-- GOALS --
[1] In the reservoir excerpt, within what time window was imagery acquired for each reservoir and hydrological condition?
[2] Reproduce the passage of the reservoir excerpt word for word from "2.2.2. Hydrological Conditions" to "maximum spatial extent.".
[3] Name every spectral band that the reservoir excerpt says was selected for the unified four-band dataset.

-- PAGE EXCERPT --
* start *
Scenario 3: Strong background radiometric interference. Mosul (Iraq) and Orto-Tokoy (Kyrgyzstan) reservoirs represent cases with challenging backgrounds. Mosul reservoir is surrounded by high-albedo sandy terrain, while Orto-Tokoy includes high-reflectance snow/ice and terrain shadows. These reservoirs test false-positive suppression under low-contrast and heterogeneous light illumination.

Scenario 4: Spectral confusion in drawdown zones. Choke Canyon reservoir (USA) represents reservoirs with extensive drawdown zones driven by large-amplitude water-level fluctuations. Wet soils and pioneer vegetation have spectral signatures similar to those of shallow or turbid water. This scenario focuses on the model’s ability to distinguish pure water from water-saturated mixed pixels through geo-spectral feature differentiation.

2.2.2. Hydrological Conditions

Driven by dam operations, reservoir water levels vary between the dead water level and the normal water level, which periodically exposes expansive drawdown zones. To evaluate the framework’s performance under these dynamics, two observation conditions were selected for each reservoir.

The high-water-level (HWL) condition represents the reservoir operates near its normal water level, where most drawdown areas are submerged. This condition provides a relatively uniform background to evaluate the consistency of water surface detection at the maximum spatial extent.

The low-water-level (LWL) condition occurs as water recedes toward the dead water level, where mudflats, bare land, and pioneer vegetation are exposed. This condition evaluates the discrimination between shallow water and wet mudflats under spectrally similar backgrounds, and it also evaluates the shoreline accuracy when the water mask becomes spatially fragmented.

2.2.3. Multi-Source Optical Data

To evaluate the performance of the framework in multi-source, cross-scale reservoir water area detection, we constructed an optical dataset spanning three spatial resolutions. For each reservoir and hydrological condition, imagery was acquired within a 7-day window (cloud cover < 10%) to form a quasi-synchronous baseline.

PlanetScope (3 m) was used as the high-resolution validation benchmark, providing meter-level detail to capture the complex geometric features of narrow tributaries and fragmented water patches, especially near the riverine backwater zones at the reservoir tail.

Sentinel-2 (10 m) served as the primary data source for operational reservoir water area detection, because it provides a balance between spatial resolution and revisit frequency.

Landsat-8/9 (30 m) represented the long-term surface water area detection data source and was used to assess the ability of framework to handle mixed pixels at a coarser resolution, to verify its reliability for reconstructing historical archival data.

2.2.4. Data Preprocessing and Normalization

A standardized preprocessing workflow was used to reduce radiometric and geometric discrepancies among multi-source sensors. Initially, a unified four-band dataset was generated by selecting the corresponding spectral bands (Blue, Green, Red, and NIR) from Sentinel-2 and Landsat-8/9 to ensure consistency with PlanetScope’s configuration. Surface reflectance products were used across all platforms to minimize atmospheric effects. This harmonization minimizes spectral inconsistencies across sensors, effectively isolating spatial resolution as the key variable for subsequent comparative analyses.
* end *
[Coordinate labeling data]
* start *
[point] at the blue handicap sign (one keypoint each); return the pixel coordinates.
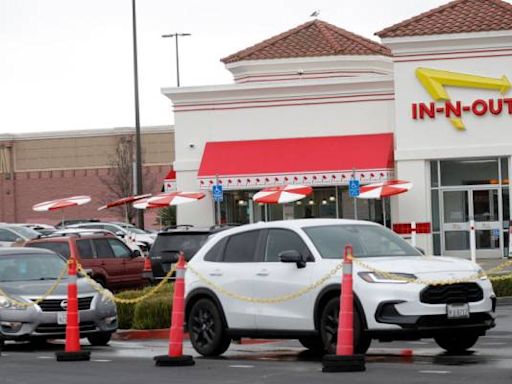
(217, 192)
(353, 188)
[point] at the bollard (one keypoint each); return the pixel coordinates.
(175, 356)
(72, 350)
(345, 360)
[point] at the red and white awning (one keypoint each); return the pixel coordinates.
(54, 205)
(123, 201)
(163, 200)
(283, 194)
(311, 161)
(388, 188)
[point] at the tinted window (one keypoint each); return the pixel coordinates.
(280, 240)
(85, 249)
(59, 247)
(366, 241)
(215, 254)
(103, 250)
(120, 250)
(241, 248)
(189, 243)
(6, 235)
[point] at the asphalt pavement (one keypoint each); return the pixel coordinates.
(131, 362)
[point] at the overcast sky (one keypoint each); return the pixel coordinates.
(68, 64)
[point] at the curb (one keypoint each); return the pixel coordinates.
(163, 334)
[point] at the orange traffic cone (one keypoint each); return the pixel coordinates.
(72, 351)
(175, 356)
(345, 360)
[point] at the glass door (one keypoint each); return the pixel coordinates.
(480, 204)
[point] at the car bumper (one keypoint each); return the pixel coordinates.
(33, 322)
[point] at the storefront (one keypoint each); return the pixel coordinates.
(318, 105)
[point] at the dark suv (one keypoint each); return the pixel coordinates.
(110, 261)
(171, 241)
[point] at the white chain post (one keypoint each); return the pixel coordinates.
(472, 240)
(413, 233)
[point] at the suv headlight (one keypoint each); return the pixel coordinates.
(391, 278)
(6, 303)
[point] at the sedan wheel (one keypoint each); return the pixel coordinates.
(207, 330)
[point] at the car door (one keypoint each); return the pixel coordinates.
(271, 278)
(233, 269)
(133, 266)
(7, 238)
(113, 266)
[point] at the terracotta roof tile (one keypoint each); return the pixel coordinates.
(459, 16)
(314, 38)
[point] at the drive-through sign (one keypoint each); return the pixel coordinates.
(217, 192)
(353, 188)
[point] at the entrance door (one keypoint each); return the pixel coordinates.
(480, 204)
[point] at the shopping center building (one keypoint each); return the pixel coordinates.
(318, 105)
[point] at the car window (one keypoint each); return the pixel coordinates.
(120, 250)
(366, 241)
(85, 249)
(279, 240)
(241, 248)
(215, 253)
(60, 247)
(103, 249)
(6, 235)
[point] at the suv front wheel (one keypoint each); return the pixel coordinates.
(329, 328)
(206, 329)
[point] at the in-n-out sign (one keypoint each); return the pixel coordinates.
(435, 81)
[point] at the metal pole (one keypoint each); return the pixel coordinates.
(177, 62)
(138, 150)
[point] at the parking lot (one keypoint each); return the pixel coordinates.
(268, 362)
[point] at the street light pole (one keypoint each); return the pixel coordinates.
* end *
-- SOLVED PROBLEMS --
[1] A 7-day window.

[2]
2.2.2. Hydrological Conditions

Driven by dam operations, reservoir water levels vary between the dead water level and the normal water level, which periodically exposes expansive drawdown zones. To evaluate the framework’s performance under these dynamics, two observation conditions were selected for each reservoir.

The high-water-level (HWL) condition represents the reservoir operates near its normal water level, where most drawdown areas are submerged. This condition provides a relatively uniform background to evaluate the consistency of water surface detection at the maximum spatial extent.

[3] Blue, Green, Red, and NIR.